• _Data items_
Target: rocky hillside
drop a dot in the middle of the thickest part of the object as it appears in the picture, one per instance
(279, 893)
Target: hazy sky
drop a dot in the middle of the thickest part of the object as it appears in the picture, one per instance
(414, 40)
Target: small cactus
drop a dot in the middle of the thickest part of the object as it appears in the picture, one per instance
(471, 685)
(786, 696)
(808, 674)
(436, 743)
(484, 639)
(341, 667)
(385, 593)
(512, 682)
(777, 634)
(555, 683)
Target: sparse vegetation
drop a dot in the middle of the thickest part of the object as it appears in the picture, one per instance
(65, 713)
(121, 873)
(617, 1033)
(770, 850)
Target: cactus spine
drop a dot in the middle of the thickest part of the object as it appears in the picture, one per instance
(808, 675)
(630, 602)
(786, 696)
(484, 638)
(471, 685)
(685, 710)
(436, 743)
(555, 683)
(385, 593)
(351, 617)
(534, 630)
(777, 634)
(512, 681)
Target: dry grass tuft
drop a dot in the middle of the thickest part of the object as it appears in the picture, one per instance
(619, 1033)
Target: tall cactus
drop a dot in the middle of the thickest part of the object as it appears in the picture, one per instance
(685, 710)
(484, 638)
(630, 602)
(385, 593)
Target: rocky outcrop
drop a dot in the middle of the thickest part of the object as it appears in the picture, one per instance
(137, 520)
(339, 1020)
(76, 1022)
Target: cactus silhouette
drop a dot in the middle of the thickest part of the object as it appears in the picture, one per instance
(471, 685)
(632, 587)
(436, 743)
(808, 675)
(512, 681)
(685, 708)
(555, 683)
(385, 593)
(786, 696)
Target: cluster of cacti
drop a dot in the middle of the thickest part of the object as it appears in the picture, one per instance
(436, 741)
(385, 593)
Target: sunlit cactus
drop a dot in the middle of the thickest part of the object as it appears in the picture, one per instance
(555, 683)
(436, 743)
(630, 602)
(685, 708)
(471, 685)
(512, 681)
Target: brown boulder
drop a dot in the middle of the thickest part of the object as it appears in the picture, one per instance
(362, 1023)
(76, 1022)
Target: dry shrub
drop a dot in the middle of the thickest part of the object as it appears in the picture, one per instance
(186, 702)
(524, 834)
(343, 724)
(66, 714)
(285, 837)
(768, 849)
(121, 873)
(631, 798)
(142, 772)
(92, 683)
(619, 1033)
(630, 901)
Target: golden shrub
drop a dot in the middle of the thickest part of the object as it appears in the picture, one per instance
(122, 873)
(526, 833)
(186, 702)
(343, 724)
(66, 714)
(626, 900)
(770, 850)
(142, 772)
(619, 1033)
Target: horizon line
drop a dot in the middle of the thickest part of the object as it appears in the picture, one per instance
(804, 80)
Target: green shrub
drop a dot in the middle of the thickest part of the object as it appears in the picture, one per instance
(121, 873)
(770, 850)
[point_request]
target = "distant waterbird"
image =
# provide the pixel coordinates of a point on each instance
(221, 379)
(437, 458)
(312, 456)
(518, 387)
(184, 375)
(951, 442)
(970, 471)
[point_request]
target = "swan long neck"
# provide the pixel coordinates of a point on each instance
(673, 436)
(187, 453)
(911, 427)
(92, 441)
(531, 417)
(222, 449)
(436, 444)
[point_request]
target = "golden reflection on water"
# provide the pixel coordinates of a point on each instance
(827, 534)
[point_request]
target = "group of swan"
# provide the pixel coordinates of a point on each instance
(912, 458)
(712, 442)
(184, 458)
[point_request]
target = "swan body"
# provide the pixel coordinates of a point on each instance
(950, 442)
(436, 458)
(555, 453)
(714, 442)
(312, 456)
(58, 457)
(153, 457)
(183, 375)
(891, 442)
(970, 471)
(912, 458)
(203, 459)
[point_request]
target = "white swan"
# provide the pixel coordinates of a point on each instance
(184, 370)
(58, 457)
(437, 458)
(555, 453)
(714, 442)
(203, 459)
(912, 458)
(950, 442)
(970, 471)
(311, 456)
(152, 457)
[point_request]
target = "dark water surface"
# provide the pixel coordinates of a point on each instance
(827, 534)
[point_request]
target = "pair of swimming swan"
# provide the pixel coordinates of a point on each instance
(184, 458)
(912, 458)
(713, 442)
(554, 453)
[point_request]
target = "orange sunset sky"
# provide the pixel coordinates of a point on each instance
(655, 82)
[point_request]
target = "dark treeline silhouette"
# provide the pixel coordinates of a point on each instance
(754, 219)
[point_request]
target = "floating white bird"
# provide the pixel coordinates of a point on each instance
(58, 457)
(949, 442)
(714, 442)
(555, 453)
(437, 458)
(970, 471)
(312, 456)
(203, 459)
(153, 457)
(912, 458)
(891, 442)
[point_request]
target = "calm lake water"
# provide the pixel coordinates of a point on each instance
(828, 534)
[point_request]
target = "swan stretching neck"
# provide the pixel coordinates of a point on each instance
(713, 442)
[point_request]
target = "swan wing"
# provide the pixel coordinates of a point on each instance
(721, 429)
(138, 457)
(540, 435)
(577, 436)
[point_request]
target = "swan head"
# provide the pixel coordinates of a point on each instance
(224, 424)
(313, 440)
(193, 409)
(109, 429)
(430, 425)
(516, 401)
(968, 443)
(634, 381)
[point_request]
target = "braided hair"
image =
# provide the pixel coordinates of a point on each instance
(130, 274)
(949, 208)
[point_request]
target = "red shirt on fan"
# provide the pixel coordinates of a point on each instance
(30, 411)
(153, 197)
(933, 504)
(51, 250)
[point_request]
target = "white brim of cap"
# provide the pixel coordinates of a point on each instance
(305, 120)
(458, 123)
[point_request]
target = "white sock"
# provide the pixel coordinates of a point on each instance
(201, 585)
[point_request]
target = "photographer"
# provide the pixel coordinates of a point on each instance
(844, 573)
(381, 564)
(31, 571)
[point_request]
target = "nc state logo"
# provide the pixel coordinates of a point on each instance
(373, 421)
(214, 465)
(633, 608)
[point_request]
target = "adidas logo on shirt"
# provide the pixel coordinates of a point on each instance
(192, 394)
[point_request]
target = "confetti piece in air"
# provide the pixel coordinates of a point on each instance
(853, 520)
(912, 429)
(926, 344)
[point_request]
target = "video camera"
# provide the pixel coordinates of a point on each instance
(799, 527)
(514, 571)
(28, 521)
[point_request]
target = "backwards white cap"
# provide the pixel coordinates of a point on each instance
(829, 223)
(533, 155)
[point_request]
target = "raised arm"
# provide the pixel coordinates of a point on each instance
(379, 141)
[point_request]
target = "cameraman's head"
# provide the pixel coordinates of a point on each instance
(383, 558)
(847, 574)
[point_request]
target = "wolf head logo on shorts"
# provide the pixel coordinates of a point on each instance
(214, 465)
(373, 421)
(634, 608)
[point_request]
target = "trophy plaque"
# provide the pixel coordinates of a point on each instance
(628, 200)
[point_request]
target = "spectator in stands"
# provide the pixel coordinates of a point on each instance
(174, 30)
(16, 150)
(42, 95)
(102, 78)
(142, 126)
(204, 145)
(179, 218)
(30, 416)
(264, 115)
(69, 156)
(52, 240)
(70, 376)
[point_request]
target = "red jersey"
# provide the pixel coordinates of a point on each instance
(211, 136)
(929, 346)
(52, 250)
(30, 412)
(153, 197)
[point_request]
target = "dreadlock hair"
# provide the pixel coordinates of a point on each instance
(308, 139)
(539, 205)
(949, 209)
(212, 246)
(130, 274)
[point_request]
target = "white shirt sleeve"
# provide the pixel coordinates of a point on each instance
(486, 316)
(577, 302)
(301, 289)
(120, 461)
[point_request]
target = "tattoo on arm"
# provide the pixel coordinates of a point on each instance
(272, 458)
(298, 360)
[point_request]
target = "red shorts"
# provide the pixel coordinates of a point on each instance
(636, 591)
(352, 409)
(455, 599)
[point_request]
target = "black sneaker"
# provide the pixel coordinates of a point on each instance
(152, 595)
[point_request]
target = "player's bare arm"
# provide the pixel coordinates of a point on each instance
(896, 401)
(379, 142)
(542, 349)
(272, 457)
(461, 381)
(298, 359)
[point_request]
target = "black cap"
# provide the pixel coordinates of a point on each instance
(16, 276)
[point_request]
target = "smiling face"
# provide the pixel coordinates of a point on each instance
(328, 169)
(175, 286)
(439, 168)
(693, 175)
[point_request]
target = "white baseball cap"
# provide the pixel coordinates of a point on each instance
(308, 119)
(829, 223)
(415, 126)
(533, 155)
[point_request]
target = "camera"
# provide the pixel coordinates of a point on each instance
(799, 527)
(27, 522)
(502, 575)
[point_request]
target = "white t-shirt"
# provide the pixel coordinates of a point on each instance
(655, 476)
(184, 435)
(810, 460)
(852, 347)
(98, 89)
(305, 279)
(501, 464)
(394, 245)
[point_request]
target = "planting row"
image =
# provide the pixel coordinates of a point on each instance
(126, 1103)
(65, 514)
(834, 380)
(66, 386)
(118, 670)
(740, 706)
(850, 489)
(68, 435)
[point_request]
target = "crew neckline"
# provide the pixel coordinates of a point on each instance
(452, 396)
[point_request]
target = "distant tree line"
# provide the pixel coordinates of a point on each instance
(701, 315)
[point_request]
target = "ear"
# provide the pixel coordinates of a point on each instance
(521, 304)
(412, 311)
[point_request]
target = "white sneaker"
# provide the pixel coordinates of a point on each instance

• _YOUR INSTRUCTIONS_
Every line of the entries above that includes "rocky" should be copied.

• _EXERCISE SOLUTION_
Target: rocky hillside
Target: rocky outcrop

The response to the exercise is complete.